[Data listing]
_____

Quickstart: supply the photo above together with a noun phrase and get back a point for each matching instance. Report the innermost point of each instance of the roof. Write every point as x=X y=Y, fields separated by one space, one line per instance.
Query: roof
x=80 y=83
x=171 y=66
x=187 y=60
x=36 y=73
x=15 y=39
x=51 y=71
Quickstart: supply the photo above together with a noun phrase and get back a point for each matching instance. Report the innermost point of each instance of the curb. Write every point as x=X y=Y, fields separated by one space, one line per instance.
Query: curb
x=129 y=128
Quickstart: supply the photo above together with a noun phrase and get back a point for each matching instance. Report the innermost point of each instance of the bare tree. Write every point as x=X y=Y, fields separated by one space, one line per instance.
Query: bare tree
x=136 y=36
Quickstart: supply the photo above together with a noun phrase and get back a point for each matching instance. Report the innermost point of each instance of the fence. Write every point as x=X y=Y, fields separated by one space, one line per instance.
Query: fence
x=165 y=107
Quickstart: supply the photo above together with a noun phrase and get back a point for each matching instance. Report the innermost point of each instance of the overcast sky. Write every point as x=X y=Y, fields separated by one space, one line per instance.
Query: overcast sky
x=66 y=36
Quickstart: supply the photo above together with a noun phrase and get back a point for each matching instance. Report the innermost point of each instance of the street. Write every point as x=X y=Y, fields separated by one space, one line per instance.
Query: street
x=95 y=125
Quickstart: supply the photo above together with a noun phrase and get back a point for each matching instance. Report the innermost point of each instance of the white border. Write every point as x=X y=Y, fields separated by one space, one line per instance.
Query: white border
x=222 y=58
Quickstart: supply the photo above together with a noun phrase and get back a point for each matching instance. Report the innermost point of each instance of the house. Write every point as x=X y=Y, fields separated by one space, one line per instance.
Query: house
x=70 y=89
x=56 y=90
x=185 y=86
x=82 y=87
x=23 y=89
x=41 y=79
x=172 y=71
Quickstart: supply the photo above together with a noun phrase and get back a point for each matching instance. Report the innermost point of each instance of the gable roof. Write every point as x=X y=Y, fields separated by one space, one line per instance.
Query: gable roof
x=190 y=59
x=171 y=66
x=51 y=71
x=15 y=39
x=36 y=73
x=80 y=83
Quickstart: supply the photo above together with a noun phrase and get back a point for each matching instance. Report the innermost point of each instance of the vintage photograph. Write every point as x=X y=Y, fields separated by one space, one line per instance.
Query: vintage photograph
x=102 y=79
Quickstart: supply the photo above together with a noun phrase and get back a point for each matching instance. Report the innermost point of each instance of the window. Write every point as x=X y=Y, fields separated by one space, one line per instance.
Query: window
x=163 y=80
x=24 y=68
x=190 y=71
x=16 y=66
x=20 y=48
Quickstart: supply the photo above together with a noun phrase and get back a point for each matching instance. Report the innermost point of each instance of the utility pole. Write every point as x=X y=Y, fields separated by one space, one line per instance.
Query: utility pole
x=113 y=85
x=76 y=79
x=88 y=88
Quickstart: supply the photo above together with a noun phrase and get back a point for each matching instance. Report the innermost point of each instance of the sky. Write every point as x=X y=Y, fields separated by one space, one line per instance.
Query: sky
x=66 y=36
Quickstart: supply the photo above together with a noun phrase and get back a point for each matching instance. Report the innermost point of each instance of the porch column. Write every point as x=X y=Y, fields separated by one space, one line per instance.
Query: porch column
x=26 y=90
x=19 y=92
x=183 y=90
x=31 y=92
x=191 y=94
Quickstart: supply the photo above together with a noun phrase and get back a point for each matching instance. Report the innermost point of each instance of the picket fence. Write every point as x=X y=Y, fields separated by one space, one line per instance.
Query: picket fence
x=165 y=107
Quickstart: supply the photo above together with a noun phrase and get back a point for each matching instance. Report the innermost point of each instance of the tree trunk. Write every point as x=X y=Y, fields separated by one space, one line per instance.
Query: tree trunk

_____

Short exercise: Write out again, exactly, the lines from the one holding "of the picket" through the end of the listing, with both ends included.

Task solution:
Quickstart: supply the photo above together with a noun phrase and get back a point for each matching instance. Report the innermost point of each instance of the picket fence. Write every point as x=X y=Y, fields separated by one space, one line per instance.
Query: picket fence
x=165 y=107
Quickstart: supply the photo above together with a noun phrase and get back a point for each matching instance. Report the innermost point of each instance of the tree trunk. Write every point as x=X y=Y, fields separated by one space, one line per instance.
Query: tree trunk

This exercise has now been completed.